#### Required action:
Change every "rough mask" in the items below to "coarse mask", leaving everything else unchanged.

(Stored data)
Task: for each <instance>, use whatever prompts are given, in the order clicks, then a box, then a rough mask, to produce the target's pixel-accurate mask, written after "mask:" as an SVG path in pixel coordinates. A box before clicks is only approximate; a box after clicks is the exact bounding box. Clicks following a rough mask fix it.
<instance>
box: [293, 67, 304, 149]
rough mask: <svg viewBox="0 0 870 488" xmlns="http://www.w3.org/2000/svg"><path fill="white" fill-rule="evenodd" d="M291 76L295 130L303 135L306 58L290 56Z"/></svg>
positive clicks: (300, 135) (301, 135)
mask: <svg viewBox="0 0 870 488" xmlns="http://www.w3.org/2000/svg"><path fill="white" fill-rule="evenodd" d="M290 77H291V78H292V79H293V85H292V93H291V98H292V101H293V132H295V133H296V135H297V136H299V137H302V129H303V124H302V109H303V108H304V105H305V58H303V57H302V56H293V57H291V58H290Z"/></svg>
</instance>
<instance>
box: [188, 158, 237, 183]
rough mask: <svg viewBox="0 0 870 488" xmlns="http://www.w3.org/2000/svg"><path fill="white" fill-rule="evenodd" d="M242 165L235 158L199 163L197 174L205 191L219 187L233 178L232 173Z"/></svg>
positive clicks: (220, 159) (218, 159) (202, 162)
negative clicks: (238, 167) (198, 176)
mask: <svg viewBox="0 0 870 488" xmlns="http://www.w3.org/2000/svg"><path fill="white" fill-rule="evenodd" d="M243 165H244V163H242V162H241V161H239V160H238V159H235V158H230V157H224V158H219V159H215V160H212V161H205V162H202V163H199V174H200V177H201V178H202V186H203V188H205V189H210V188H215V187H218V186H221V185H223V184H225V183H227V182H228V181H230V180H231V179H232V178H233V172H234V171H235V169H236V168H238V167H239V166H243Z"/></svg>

#### Solution to the problem:
Task: for each <instance>, use whatever prompts are given, in the order clicks, then a box, then a coarse mask, to produce the target's pixel-accurate mask, written after "mask:" as an SVG path in pixel coordinates. A box before clicks is only approximate; a box after clicks is the exact bounding box. Clicks following a coarse mask fix it.
<instance>
box: [293, 67, 304, 149]
coarse mask: <svg viewBox="0 0 870 488" xmlns="http://www.w3.org/2000/svg"><path fill="white" fill-rule="evenodd" d="M291 76L295 130L303 135L306 58L290 56Z"/></svg>
positive clicks: (300, 135) (301, 135)
mask: <svg viewBox="0 0 870 488" xmlns="http://www.w3.org/2000/svg"><path fill="white" fill-rule="evenodd" d="M290 77H291V78H292V79H293V85H292V93H291V98H292V101H293V132H295V133H296V135H297V136H299V137H302V129H303V124H302V109H303V108H304V105H305V58H303V57H302V56H293V57H291V58H290Z"/></svg>
</instance>
<instance>
box: [188, 158, 237, 183]
coarse mask: <svg viewBox="0 0 870 488" xmlns="http://www.w3.org/2000/svg"><path fill="white" fill-rule="evenodd" d="M242 165L235 158L199 163L197 174L205 191L219 187L233 178L232 173Z"/></svg>
positive clicks: (220, 159) (218, 159) (202, 162)
negative clicks: (238, 167) (198, 176)
mask: <svg viewBox="0 0 870 488" xmlns="http://www.w3.org/2000/svg"><path fill="white" fill-rule="evenodd" d="M243 165H244V163H242V162H241V161H239V160H238V159H235V158H230V157H224V158H219V159H215V160H212V161H205V162H202V163H199V174H200V177H201V178H202V186H203V188H205V189H210V188H215V187H218V186H221V185H223V184H225V183H227V182H228V181H230V180H231V179H232V178H233V172H234V171H235V169H236V168H238V167H239V166H243Z"/></svg>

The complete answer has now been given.